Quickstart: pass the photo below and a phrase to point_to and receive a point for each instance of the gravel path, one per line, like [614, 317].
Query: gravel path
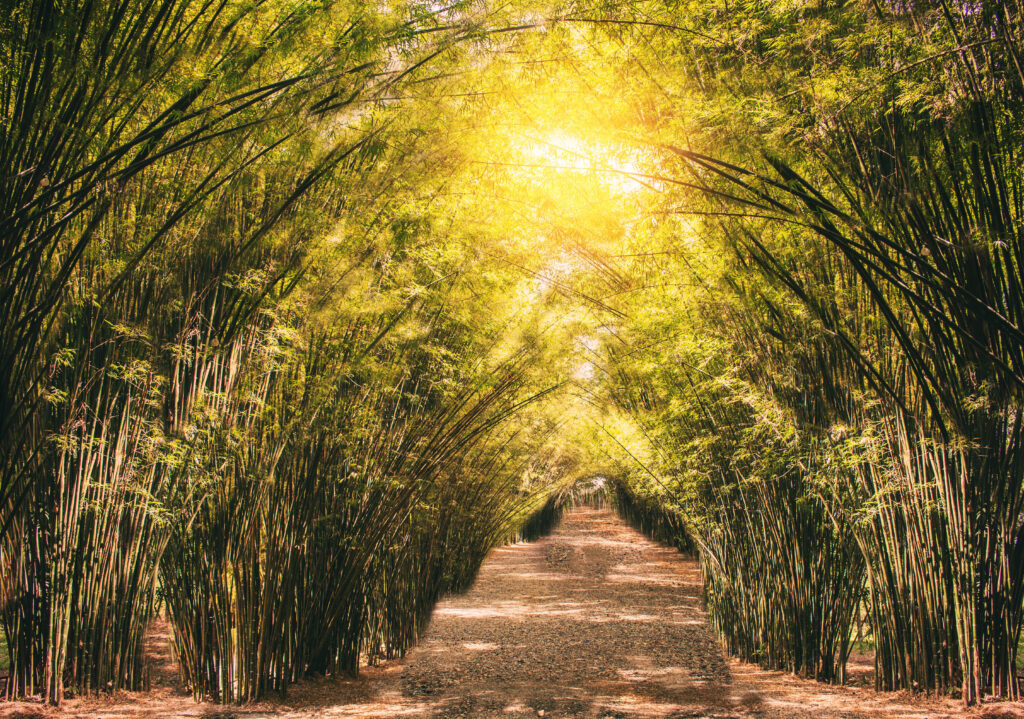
[593, 621]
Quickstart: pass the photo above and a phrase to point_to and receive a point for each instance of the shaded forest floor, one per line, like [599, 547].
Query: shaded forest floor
[594, 621]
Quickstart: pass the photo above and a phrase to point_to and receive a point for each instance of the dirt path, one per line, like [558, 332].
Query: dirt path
[594, 621]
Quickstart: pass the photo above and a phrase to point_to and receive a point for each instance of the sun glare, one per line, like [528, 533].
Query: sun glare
[560, 152]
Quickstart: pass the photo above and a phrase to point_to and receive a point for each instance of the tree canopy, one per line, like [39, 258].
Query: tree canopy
[310, 304]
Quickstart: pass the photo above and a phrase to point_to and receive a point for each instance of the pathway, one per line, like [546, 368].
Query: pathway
[594, 621]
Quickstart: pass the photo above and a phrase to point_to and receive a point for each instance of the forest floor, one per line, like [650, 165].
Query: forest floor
[593, 621]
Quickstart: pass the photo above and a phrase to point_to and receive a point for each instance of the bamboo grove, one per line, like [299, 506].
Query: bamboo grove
[309, 305]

------------------------------------

Exercise objective:
Output the full set of records above without changing a word, and drop the images.

Solution for this exercise:
Quickstart: pass the photo below and a phrase to point_to and receive a point for each instance of the gravel path, one per line, like [614, 317].
Query: gravel path
[593, 621]
Quickstart: pass the photo above and a phrase to point_to and receive a point for each instance of the shaded forest floor, one per line, like [599, 547].
Query: shaded forest floor
[594, 621]
Quickstart: pass the photo above and a phrase to point_to and receive a point for each instance of the dirt path, one per line, like [558, 332].
Query: dirt path
[594, 621]
Quickstart: pass the photo above and a phrase to point_to and receive a point for each instance of the sun glare, one per line, like [528, 533].
Query: sun glare
[560, 152]
Quickstart: pass the photo above and a phrase to point_to and receive a point for each instance of the tree canopy, one per line, like [39, 258].
Query: tree canopy
[310, 304]
Quickstart: pass the photo above and a phrase to point_to and receive a point for each instance of the pathway, one per line, like [546, 368].
Query: pathway
[594, 621]
Quickstart: pass the photo above and a phrase to point_to and receive a point for each instance of the forest floor, one per line, like [650, 165].
Query: forest floor
[593, 621]
Quickstart: pass the photo above and a phrase to point_to and receive a point for each instance of the bamboo grove, one per line, like [299, 506].
Query: bamboo grove
[309, 305]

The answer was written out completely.